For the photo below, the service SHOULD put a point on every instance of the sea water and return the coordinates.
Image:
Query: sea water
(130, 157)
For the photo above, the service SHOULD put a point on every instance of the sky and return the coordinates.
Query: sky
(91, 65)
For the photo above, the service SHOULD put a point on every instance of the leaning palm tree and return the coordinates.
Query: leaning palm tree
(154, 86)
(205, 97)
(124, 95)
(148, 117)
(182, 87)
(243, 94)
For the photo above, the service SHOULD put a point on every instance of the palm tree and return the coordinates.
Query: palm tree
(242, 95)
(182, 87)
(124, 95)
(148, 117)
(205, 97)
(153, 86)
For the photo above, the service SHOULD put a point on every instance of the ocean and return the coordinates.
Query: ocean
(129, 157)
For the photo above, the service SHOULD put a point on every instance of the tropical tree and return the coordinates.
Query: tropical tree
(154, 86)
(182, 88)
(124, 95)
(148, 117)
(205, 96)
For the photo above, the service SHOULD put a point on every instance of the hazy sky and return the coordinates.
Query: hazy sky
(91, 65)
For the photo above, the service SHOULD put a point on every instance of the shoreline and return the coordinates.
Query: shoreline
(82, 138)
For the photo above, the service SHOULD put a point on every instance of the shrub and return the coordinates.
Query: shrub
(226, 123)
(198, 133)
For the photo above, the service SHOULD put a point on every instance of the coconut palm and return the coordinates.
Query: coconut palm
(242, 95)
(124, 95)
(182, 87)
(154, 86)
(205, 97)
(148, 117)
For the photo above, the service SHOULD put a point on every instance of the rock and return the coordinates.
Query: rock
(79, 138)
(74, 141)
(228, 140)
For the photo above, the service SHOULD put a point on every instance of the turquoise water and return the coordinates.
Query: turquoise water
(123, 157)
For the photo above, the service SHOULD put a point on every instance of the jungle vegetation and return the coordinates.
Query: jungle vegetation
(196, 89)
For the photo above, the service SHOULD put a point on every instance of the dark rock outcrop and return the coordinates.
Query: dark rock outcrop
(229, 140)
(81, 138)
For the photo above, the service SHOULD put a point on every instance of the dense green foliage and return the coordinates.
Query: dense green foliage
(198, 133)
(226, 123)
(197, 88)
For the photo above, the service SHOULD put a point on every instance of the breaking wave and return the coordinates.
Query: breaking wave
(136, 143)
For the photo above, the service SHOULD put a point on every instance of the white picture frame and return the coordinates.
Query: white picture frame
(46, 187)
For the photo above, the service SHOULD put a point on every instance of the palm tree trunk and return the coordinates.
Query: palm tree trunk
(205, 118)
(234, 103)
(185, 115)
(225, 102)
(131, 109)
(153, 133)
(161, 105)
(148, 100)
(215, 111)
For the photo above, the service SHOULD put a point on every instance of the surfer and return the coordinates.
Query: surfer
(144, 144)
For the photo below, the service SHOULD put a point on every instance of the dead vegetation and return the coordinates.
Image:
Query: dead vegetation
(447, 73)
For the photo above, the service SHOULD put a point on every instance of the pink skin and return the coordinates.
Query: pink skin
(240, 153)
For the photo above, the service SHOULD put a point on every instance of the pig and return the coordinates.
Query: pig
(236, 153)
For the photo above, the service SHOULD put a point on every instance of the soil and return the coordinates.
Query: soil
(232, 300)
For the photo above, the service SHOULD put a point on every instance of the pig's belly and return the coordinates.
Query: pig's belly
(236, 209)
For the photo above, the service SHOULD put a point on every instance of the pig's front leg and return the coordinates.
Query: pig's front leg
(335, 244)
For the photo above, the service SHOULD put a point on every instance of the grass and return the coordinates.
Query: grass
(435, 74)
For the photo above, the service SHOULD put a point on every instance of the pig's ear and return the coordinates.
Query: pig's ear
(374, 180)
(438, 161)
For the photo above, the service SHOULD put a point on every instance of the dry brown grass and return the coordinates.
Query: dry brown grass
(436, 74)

======

Problem to work on |
Extract the data exactly as given.

Completed task |
For the photo below, the service SHOULD put a point on every instance of the sea water and return the coordinates.
Image:
Query: sea water
(130, 157)
For the photo above, the service SHOULD put a point on every instance of the sky and return the coordinates.
Query: sky
(91, 65)
For the photo above, the service SHOULD put a point on every instance of the leaning palm tree and return the coordinates.
Query: leaning palm tree
(154, 86)
(205, 97)
(124, 95)
(148, 117)
(182, 87)
(243, 94)
For the photo above, the service SHOULD put a point on every instance of the palm tree and return the coordinates.
Query: palm tree
(242, 95)
(182, 87)
(124, 95)
(148, 117)
(205, 97)
(153, 86)
For the photo above, the service SHOULD put a point on every instance of the ocean and return the coordinates.
Query: ocean
(129, 157)
For the photo above, the service SHOULD put a point on every instance of the tropical tree and return the coordinates.
Query: tropical tree
(154, 86)
(182, 88)
(124, 95)
(148, 117)
(205, 96)
For the photo above, the service SHOULD put a point on every instance of the hazy sky and return the coordinates.
Query: hazy sky
(91, 65)
For the photo above, the service SHOULD put a point on every instance of the shoreline and return the coordinates.
Query: shoreline
(82, 138)
For the photo above, the service SHOULD put a point on every instance of the shrub and return the coordinates.
Query: shrub
(226, 123)
(198, 133)
For the photo above, the service SHOULD put a point on every instance of the coconut palm and return the coordinates.
Query: coconut palm
(242, 95)
(124, 95)
(182, 87)
(154, 86)
(205, 97)
(148, 117)
For the photo above, the service SHOULD put a point on every instance of the rock and return the coordinates.
Query: rock
(79, 138)
(74, 141)
(228, 140)
For the photo above, the service SHOULD put a point on every instance of the turquoise water and return the coordinates.
Query: turquoise water
(123, 157)
For the photo above, the service SHOULD put a point on every instance of the jungle vegetation and return the coordinates.
Query: jungle vegetation
(196, 89)
For the photo above, the service SHOULD put a point on every instance of the dark rock outcrop and return the coordinates.
Query: dark rock outcrop
(229, 140)
(81, 138)
For the photo above, the service SHOULD put a point on every instance of the dense green foliage and return the coordinates.
Query: dense green foliage
(198, 133)
(226, 123)
(197, 88)
For the photo above, the service SHOULD put a point on every instance of the breaking wave and return the coordinates.
Query: breaking wave
(136, 143)
For the photo above, the service SHOULD put a point on every instance of the white picture frame and return the coordinates.
Query: white picture frame
(46, 187)
For the photo above, the service SHOULD put a point on every instance of the palm tree trunk and return the coordinates.
Query: palm tree trunk
(205, 118)
(234, 103)
(185, 115)
(225, 102)
(131, 109)
(153, 133)
(161, 105)
(148, 100)
(215, 111)
For the photo above, the service SHOULD put a point on every instance of the surfer and return the coordinates.
Query: surfer
(144, 144)
For the photo below, the service SHOULD put a point on every instance of the dead vegetation and return the coordinates.
Image:
Query: dead vegetation
(447, 73)
For the photo above, the service SHOULD put a point on every instance of the pink skin and return the coordinates.
Query: pink skin
(240, 153)
For the photo above, the service SHOULD put a point on every instance of the pig and return the coordinates.
Query: pig
(236, 153)
For the photo above, the service SHOULD put a point on every instance of the soil and return the coordinates.
Query: soil
(232, 300)
For the photo above, the service SHOULD put a point on every instance of the pig's belly and return the coordinates.
Query: pig's belly
(236, 209)
For the photo above, the service SHOULD put a point on every instance of the pig's front leg and return the coordinates.
Query: pig's front leg
(335, 244)
For the photo above, the service SHOULD put a point on every instance of the grass and return the coordinates.
Query: grass
(435, 74)
For the photo above, the service SHOULD put a point on every instance of the pig's ear and return the coordinates.
Query: pig's ear
(374, 180)
(438, 161)
For the photo above, the service SHOULD put a point on every instance of the dry brown grass and return the coordinates.
Query: dry brown grass
(436, 74)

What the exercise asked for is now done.